PROBLEM DETAILS: Gather every line of the material below that contains the word "trace" and copy each one in full. Case matters.

MATERIAL:
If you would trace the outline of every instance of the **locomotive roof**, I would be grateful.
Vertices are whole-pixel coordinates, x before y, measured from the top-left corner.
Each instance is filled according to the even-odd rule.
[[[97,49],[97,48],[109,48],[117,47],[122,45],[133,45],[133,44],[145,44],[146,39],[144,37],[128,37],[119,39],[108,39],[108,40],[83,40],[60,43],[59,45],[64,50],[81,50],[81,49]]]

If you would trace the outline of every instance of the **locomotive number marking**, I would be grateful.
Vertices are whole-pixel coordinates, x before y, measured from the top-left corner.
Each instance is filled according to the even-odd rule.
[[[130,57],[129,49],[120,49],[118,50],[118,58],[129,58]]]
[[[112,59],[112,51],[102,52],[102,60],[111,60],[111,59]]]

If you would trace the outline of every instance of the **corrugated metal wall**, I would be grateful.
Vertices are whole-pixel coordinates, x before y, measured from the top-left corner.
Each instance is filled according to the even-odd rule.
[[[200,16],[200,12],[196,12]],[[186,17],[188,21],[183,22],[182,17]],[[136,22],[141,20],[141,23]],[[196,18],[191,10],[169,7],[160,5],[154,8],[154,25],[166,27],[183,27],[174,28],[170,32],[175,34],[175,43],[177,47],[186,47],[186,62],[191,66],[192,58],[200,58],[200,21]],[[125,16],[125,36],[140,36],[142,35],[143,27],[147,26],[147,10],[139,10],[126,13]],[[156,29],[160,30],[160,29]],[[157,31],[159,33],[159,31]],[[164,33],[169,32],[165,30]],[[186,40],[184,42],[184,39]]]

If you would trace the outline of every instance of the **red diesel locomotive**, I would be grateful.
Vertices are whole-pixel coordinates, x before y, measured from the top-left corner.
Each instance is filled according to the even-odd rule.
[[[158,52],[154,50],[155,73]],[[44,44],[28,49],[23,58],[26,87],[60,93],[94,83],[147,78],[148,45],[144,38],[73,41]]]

---

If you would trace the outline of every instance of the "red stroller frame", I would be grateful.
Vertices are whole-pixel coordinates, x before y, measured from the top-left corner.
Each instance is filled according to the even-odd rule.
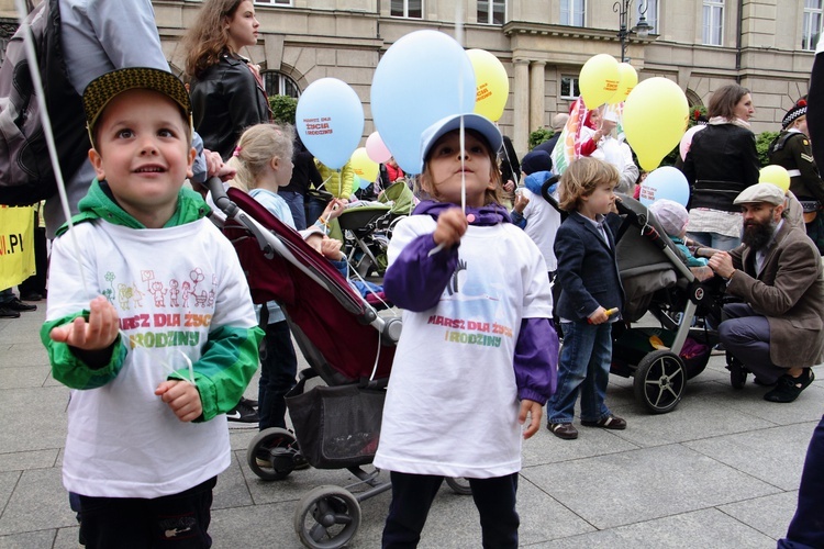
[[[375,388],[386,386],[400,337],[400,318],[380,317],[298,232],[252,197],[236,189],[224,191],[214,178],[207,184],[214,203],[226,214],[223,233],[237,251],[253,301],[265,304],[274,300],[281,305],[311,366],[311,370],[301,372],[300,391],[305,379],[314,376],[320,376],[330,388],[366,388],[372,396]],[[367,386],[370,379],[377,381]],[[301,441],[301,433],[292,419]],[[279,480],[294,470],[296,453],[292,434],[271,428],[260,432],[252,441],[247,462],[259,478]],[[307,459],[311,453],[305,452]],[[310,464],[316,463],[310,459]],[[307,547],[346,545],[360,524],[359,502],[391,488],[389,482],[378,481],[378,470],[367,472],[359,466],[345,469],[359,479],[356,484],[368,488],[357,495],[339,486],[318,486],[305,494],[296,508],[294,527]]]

...

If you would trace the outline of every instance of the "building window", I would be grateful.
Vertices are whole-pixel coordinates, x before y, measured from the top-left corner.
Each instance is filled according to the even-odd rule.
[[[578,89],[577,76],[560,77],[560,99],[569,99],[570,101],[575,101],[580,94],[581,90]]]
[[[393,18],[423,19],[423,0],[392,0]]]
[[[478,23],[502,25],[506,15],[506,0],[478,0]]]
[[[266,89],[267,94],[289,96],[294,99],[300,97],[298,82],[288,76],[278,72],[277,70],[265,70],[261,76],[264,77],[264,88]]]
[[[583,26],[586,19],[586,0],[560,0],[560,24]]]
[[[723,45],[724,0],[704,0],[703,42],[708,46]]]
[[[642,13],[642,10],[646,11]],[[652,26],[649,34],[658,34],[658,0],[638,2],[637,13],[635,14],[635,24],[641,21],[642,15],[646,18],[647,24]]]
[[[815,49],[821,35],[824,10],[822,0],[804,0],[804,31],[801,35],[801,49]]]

FULL RESPONSE:
If you would trace the outline of every instance of the **locomotive roof**, I would be grateful.
If you would trace the outline of every instance of the **locomotive number marking**, I would be grateful.
If you would trace the outline of every instance of the **corrugated metal wall**, I would be grateful.
If you would trace the outline of every instance of the **red diesel locomotive**, I would be grateful.
If you would trace the outline of every instance of the "red stroller frame", I would be grateful.
If you would trace the outline of every instance of the "building window", I would be grateful.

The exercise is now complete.